### Document text
****************
Supreme Court Rejects Challenge to Connecticut Vaccine Law That Eliminated Religious Exemptions

Supreme Court Rejects Challenge to Connecticut Vaccine Law That Eliminated Religious Exemptions
The U.S. Supreme Court in Washington on May 29, 2024. (Madalina Vasiliu/The Epoch Times)

U.S. Supreme Court justices have rebuffed a challenge to a Connecticut law that revoked religious exemptions to school vaccine requirements.

The nation’s top court declined an appeal to consider overturning a split lower court ruling that found that the law was constitutional.

The justices didn’t comment on the rejection.

The law, enacted in 2021, ended the decades-old religious exemptions to vaccine requirements for schoolchildren and kids in day care. The only exception is for children who had already been granted religious exemptions. Medical exemptions are still available.

Parents sued soon after, alleging the law violated their constitutional rights, including the right to free exercise of religion outlined in the U.S. Constitution’s First Amendment.
****************
### Extracted records
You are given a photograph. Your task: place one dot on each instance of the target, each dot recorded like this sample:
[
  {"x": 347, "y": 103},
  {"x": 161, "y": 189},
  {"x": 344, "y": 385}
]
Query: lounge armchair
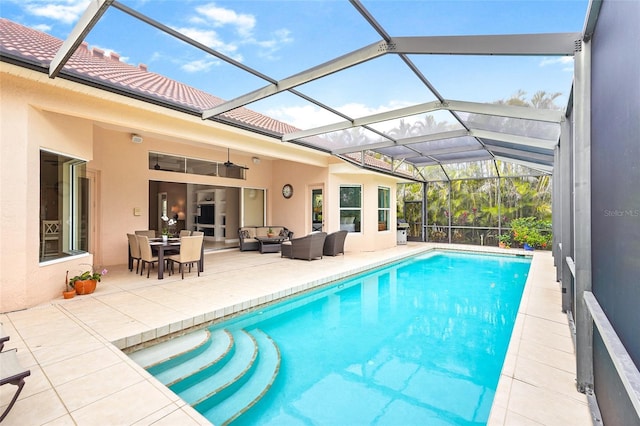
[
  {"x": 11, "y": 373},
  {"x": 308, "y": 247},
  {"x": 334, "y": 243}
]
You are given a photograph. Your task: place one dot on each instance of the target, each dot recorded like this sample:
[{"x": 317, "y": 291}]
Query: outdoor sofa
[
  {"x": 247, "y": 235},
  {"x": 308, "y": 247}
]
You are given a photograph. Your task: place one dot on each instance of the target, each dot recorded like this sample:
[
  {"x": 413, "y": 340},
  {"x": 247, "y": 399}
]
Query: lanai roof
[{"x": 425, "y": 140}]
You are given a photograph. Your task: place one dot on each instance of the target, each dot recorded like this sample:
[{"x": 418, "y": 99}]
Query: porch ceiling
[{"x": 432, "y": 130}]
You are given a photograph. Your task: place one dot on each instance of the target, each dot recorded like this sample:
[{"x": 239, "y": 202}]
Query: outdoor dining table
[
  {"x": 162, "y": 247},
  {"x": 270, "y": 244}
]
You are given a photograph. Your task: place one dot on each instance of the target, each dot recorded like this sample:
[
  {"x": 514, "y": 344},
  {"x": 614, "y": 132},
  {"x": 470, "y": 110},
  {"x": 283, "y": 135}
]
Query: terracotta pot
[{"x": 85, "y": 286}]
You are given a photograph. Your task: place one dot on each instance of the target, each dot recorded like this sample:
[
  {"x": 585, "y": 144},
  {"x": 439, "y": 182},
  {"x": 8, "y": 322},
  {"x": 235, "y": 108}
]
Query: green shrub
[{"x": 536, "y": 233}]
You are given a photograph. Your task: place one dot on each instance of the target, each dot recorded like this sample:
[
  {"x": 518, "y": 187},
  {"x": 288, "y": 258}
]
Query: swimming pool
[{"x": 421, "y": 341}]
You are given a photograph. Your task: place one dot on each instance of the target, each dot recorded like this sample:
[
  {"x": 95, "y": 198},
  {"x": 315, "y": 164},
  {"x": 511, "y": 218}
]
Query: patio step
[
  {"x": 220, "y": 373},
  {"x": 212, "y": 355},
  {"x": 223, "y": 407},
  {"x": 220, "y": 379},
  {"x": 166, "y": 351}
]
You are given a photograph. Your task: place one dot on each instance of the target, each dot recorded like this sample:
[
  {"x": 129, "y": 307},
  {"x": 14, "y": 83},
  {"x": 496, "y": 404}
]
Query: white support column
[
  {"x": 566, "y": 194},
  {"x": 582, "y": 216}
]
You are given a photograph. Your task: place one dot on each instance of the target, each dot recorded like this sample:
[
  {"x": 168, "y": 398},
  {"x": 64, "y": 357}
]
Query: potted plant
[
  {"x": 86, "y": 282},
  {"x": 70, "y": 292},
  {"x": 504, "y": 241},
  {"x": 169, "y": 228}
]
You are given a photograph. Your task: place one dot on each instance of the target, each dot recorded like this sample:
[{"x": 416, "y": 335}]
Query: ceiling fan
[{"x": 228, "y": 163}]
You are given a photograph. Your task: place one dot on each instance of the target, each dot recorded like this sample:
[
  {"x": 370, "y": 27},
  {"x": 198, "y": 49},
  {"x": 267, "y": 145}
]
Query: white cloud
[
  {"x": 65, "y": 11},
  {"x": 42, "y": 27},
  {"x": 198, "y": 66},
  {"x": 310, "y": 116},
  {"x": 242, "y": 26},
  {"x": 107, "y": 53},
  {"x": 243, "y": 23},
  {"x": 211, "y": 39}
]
****************
### What to work on
1. In the article on the Connecticut vaccine law, list every sentence in the body text that contains the word "exemptions." Leave out the headline and the photo caption.
2. Copy out the part of the article on the Connecticut vaccine law from "U.S. Supreme Court justices" up to and including "Constitution’s First Amendment.".

### Answers to the exercises
1.
- U.S. Supreme Court justices have rebuffed a challenge to a Connecticut law that revoked religious exemptions to school vaccine requirements.
- The law, enacted in 2021, ended the decades-old religious exemptions to vaccine requirements for schoolchildren and kids in day care.
- The only exception is for children who had already been granted religious exemptions.
- Medical exemptions are still available.

2.
U.S. Supreme Court justices have rebuffed a challenge to a Connecticut law that revoked religious exemptions to school vaccine requirements.

The nation’s top court declined an appeal to consider overturning a split lower court ruling that found that the law was constitutional.

The justices didn’t comment on the rejection.

The law, enacted in 2021, ended the decades-old religious exemptions to vaccine requirements for schoolchildren and kids in day care. The only exception is for children who had already been granted religious exemptions. Medical exemptions are still available.

Parents sued soon after, alleging the law violated their constitutional rights, including the right to free exercise of religion outlined in the U.S. Constitution’s First Amendment.